_Arbeitsauftrag A_: Setze die Zeilen der Einträge weiter unten in eine nummerierte Liste und lass Leerzeilen dabei aus.

Von NBA-Legenden lernen
Und da Freudenberg seit einiger Zeit als europäisches Top-Talent gehandelt wird, haben zig ausgezeichnete Unis angefragt. „Kontakt hatte ich zu vielen Colleges, auch Duke, Wake Forest oder Gonzaga, angeschaut habe ich mir dann Vanderbilt, Miami, Boston College, Florida und St. John’s“, erklärt der Münchner, der im Interview nicht nur sehr zielstrebig und bodenständig, sondern für seine 17 Lenze auch schon äußerst reif wirkt. Am Ende gibt neben Coach Mullin, zu dessen Team auch Olympiasieger (1996), NBA-Champ (2002) und Hall of Famer Mitch Richmond gehört, vor allem das Bauchgefühl den Ausschlag für die Red Storm. „Ich habe mich sofort wohl und fast schon etwas heimisch gefühlt.“

Also heißt es nach der U18-EM New York City statt München. Business-Studium statt Profileben beim FC Bayern. Madison Square Garden statt Audi Dome. Big East Conference statt BBL. Und eben Chris Mullin statt Svetislav Pesic, was den zweimaligen Olympia-sieger und fünffachen NBA-All-Star, der 2015/16 seine Rookie-Saison als Headcoach hatte, natürlich auch freut. „Es ist toll, dass Richard sich für unser Programm entschieden hat“, sagt Mullin. „Er hat eine gute Shooting Range und einen hohen Basketball-IQ, dazu ist er vielseitig, kann mehrere Positionen spielen und wird in unserem System die Chance haben, zu glänzen und sich zu entwickeln.“ Primär soll Freudenberg auf der drei eingesetzt werden, aber auch mal als Shooting Guard oder Vierer.

_Arbeitsauftrag B_: Welche Colleges hat sich Freudenberg laut dem Text über seinen Wechsel nach New York angeschaut?

_Vorliegende Angaben_:
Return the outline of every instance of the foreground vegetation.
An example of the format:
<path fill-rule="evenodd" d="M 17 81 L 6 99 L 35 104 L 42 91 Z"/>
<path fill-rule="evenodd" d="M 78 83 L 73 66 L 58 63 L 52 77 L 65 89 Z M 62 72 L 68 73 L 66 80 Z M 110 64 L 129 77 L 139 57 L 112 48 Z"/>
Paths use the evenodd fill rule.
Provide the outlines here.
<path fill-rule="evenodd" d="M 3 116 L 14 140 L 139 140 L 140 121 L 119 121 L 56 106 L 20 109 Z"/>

_Richtige Ausgabe A_:
1. Return the outline of every instance of the foreground vegetation.
2. An example of the format:
3. <path fill-rule="evenodd" d="M 17 81 L 6 99 L 35 104 L 42 91 Z"/>
4. <path fill-rule="evenodd" d="M 78 83 L 73 66 L 58 63 L 52 77 L 65 89 Z M 62 72 L 68 73 L 66 80 Z M 110 64 L 129 77 L 139 57 L 112 48 Z"/>
5. Paths use the evenodd fill rule.
6. Provide the outlines here.
7. <path fill-rule="evenodd" d="M 3 116 L 14 140 L 139 140 L 140 121 L 119 121 L 56 106 L 20 109 Z"/>

_Richtige Ausgabe B_: Vanderbilt, Miami, Boston College, Florida und St. John’s.